■ ASSIGNMENT:
The required output is the line containing "contains green and" through the final line of the material below, printed exactly, with no other lines.

■ LISTED RECORDS:
--- START ---
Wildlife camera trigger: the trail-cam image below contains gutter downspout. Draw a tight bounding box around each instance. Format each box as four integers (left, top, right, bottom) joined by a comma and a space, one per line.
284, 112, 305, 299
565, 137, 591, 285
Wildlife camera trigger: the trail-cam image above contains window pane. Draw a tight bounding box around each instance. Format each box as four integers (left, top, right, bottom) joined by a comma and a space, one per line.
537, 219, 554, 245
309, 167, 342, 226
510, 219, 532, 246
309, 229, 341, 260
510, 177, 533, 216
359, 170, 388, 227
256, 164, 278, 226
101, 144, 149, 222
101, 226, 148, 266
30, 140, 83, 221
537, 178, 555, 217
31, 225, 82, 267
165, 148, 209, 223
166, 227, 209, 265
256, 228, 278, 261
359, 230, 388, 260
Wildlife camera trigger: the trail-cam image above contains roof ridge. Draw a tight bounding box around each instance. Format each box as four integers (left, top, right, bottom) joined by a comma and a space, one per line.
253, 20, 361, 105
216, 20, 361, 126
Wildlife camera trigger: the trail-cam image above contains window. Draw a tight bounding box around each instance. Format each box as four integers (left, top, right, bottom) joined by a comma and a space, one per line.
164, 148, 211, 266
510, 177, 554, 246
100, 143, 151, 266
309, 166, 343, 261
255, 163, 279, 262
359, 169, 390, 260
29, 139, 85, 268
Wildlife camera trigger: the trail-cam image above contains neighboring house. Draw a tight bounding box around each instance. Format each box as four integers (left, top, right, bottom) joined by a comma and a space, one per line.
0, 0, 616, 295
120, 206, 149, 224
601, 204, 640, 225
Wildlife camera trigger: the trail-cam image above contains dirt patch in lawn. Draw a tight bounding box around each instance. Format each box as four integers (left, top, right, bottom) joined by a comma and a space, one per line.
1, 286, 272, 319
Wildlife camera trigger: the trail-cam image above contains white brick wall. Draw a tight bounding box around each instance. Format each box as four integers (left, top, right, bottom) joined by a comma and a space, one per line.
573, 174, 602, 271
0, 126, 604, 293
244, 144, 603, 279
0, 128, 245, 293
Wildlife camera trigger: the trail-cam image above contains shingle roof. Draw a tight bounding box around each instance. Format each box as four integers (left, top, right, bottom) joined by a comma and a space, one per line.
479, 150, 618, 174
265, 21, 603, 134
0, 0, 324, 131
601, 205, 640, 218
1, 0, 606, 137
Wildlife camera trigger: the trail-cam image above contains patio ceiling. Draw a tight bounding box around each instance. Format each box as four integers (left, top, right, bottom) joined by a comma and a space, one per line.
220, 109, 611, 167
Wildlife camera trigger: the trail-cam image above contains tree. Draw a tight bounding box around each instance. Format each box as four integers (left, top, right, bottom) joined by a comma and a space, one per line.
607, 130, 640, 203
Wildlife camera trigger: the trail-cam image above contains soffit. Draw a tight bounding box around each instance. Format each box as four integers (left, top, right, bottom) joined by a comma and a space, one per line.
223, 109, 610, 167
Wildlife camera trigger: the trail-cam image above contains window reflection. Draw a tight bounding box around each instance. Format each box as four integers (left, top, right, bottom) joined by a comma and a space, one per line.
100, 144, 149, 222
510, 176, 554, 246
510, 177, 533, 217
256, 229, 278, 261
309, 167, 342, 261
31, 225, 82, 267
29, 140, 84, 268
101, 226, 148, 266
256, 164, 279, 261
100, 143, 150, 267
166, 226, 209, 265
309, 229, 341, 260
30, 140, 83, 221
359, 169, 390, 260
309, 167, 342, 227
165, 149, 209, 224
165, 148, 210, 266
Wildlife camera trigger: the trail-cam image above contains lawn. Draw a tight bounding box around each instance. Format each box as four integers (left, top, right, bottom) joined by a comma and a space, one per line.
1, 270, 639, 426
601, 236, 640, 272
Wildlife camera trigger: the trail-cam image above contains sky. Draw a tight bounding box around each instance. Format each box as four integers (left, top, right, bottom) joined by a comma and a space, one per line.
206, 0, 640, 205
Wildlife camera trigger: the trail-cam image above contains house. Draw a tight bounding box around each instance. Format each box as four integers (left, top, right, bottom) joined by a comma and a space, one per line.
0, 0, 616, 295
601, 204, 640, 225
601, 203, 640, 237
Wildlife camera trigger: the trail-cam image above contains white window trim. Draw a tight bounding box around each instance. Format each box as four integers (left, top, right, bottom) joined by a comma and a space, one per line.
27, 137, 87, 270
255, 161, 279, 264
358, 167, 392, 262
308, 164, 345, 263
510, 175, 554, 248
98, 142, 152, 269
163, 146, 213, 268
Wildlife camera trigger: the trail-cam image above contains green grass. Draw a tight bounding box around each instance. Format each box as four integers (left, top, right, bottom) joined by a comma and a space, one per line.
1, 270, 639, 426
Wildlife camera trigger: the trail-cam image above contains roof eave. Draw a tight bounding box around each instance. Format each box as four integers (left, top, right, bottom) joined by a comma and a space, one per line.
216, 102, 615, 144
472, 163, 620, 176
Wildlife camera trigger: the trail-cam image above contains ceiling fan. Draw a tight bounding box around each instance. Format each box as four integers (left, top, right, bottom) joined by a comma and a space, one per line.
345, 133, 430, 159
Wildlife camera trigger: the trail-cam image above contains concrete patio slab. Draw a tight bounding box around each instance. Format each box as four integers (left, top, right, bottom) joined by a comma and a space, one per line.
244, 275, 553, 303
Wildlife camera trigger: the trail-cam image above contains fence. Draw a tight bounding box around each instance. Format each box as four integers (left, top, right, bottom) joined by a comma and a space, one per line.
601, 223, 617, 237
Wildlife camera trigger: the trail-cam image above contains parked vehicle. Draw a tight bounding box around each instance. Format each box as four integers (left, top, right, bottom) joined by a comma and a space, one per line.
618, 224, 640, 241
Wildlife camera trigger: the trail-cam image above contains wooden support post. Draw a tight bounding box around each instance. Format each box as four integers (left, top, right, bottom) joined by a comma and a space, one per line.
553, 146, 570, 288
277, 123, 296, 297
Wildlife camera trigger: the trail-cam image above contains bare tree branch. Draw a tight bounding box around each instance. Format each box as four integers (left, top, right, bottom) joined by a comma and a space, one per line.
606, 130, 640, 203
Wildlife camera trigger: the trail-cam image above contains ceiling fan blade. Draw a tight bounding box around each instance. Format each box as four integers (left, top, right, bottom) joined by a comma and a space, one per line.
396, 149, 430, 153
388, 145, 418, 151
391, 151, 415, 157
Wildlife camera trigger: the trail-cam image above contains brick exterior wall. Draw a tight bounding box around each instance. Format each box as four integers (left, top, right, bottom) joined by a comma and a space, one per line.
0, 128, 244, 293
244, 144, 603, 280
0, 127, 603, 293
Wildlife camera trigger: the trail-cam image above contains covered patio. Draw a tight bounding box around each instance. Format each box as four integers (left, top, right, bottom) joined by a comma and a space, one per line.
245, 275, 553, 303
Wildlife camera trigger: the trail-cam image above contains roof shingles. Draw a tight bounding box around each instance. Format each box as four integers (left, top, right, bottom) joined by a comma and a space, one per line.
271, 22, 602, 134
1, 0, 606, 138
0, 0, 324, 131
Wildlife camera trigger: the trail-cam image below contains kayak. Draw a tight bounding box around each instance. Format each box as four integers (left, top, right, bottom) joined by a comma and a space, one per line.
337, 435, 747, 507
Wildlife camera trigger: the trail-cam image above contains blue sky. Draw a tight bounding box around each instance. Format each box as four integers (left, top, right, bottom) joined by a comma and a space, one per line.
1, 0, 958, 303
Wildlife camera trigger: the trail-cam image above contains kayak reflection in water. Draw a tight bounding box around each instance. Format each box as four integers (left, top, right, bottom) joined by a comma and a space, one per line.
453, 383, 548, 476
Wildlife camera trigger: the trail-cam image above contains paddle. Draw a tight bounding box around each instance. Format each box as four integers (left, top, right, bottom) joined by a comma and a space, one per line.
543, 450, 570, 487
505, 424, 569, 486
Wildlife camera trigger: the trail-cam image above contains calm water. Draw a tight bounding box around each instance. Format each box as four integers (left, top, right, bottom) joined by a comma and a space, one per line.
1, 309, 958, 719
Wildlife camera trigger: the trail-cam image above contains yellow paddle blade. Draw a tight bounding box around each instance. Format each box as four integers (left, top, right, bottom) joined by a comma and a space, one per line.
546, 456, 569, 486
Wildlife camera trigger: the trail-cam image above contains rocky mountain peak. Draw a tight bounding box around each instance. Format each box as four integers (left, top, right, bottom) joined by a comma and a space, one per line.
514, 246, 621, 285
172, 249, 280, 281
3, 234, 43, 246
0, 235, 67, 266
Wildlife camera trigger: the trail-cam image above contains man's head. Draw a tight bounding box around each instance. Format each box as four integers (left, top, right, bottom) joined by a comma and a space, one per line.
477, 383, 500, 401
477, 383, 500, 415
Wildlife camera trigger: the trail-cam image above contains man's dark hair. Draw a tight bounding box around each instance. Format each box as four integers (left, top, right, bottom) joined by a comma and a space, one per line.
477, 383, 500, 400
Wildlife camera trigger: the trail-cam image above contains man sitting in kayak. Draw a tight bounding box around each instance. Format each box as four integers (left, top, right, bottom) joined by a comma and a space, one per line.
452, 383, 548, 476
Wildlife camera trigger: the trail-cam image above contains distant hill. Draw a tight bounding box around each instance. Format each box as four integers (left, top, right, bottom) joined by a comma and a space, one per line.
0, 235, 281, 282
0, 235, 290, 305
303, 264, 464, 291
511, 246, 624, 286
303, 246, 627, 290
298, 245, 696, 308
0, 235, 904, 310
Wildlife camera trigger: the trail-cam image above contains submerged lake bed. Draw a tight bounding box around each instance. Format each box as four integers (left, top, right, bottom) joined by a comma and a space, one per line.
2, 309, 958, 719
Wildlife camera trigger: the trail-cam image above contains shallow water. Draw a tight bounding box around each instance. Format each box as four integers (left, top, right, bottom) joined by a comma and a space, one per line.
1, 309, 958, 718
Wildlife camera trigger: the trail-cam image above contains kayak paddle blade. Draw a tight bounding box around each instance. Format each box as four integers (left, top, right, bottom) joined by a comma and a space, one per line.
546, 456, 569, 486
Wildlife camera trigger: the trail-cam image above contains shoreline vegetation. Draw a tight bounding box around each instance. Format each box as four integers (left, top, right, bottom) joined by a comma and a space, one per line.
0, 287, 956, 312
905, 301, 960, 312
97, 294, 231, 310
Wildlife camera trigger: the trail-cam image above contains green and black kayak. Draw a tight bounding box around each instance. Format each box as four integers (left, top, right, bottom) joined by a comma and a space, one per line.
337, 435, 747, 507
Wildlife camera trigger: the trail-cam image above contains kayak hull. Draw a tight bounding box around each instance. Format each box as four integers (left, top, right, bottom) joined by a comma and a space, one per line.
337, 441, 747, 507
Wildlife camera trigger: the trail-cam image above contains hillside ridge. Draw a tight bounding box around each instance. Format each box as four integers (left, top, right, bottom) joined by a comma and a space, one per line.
--- END ---
■ OUTPUT OF THE TASK:
Wildlife camera trigger: the trail-cam image above contains green and black kayak. Draw a tight bounding box around each instance. Format each box as four integers (left, top, right, bottom) joined by a comma and a space, one per line.
337, 435, 747, 507
Wildlife camera trigger: the trail-cam image above contains kayak hull. Draw a tight bounding box around each instance. Format each box as four integers (left, top, right, bottom) joined by a comma and a space, one per line.
337, 441, 747, 507
Wildlife camera trigger: the trail-cam image above contains hillside ridge. Draw a tight bounding box around each instance. Format each box as four integers (left, top, right, bottom) joined by a comma and a space, one per line.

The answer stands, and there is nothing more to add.